### AVAILABLE RECORDS
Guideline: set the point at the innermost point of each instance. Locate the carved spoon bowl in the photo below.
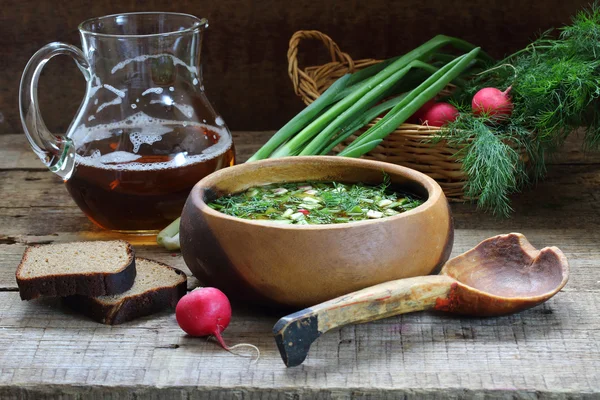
(502, 275)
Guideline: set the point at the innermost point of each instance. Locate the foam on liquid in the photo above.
(152, 130)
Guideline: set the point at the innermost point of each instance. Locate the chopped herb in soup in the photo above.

### DIRECTIONS
All of the material above should be output exactly, with the pictures left behind.

### OUTPUT OF THE EXERCISE
Guideline: set the point at the innermost point of each instance. Locate the carved spoon bowl in the photo below.
(502, 275)
Guideline: set the point at the innermost point of each instance. Locate the foam on liquid in the photo above.
(152, 130)
Guideline: set the point at the innermost point of each instance. Locate the chopped herb in soup in the photo above.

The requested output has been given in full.